In research thought to be the world’s first, biomedical engineers from the Witz University have connected the human brain to the internet in real time.
Researchers at Wits University have linked a human brain directly to the Internet. The data collected from this project could help pave the next steps in learning machines and brain-computer interfaces.
The project has been dubbed as “Brainternet” and essentially turns the brain into an “Internet of Things” (a network of connected physical objects) within the World Wide Web. The project works through electroencephalography (EEG) signals from brain waves gathered by a device connected to the user’s head, a statement said reads on the website of Medical Express.
The signals are transmitted to a low-cost Raspberry Pi computer, which communicates them to the application’s interface, visualizing an open internet site, where anyone can view its activity.
What does this mean? Well, basically its a special window into someone else’s neural activity that has open access.
While this may not sound as much, it is a major breakthrough which paves the way for future technologies such as advanced artificial intelligence.
“Ultimately, we’re aiming to enable interactivity between the user and their brain so that the user can provide a stimulus and see the response,” project coordinator Adam Pantanowitz, a lecturer in the Wits School of Electrical and Information Engineering, said in a statement.
Quote:Pantanowitz adds that “Brainternet can be further improved to classify recordings through a smartphone app that will provide data for a machine-learning algorithm.”
Essentially, this means that in the near future, “there could be information transferred in both directions – inputs and outputs to the brain,” says Pantanowitz.

**Extracted material:**
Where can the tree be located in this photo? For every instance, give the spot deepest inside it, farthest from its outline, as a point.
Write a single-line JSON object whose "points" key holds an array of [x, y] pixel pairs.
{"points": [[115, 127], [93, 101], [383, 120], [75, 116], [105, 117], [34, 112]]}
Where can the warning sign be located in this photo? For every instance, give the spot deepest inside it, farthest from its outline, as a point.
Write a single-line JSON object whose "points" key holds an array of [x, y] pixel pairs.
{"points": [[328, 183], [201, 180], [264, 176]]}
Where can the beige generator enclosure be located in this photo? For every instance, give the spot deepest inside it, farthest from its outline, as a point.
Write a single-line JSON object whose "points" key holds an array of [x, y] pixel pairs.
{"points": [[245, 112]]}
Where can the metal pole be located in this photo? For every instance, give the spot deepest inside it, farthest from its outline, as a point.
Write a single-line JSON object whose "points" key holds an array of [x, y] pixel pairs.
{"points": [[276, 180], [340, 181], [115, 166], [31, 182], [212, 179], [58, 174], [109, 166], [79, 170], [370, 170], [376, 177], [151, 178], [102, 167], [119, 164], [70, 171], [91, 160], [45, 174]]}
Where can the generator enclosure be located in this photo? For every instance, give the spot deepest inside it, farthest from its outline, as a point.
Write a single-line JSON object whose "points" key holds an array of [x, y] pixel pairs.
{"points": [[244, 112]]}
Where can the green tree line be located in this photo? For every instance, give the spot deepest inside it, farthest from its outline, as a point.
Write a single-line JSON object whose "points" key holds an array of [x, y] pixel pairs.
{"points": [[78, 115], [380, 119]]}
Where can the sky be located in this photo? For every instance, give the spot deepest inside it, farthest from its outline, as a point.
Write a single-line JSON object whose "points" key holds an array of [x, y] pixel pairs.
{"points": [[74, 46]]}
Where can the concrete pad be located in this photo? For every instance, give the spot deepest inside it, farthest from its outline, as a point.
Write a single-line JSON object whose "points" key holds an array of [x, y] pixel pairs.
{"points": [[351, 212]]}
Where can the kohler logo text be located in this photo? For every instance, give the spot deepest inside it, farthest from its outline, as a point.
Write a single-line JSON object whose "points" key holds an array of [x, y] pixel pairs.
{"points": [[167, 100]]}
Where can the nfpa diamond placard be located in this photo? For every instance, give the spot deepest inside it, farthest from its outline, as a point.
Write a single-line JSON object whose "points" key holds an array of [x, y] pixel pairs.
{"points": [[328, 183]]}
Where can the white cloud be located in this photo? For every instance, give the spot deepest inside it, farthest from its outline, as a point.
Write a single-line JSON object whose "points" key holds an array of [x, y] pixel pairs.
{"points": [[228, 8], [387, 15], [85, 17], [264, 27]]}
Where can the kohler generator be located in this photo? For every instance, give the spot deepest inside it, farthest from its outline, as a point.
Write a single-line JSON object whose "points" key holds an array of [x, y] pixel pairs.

**Problems and tasks:**
1/ From the Brainternet passage, print everything from "What does this" down to "in a statement." word for word.
2/ According to the Brainternet passage, what computer do the EEG signals pass through on their way to the application's interface?

**Expected outputs:**
1/
What does this mean? Well, basically its a special window into someone else’s neural activity that has open access.
While this may not sound as much, it is a major breakthrough which paves the way for future technologies such as advanced artificial intelligence.
“Ultimately, we’re aiming to enable interactivity between the user and their brain so that the user can provide a stimulus and see the response,” project coordinator Adam Pantanowitz, a lecturer in the Wits School of Electrical and Information Engineering, said in a statement.

2/ A low-cost Raspberry Pi computer.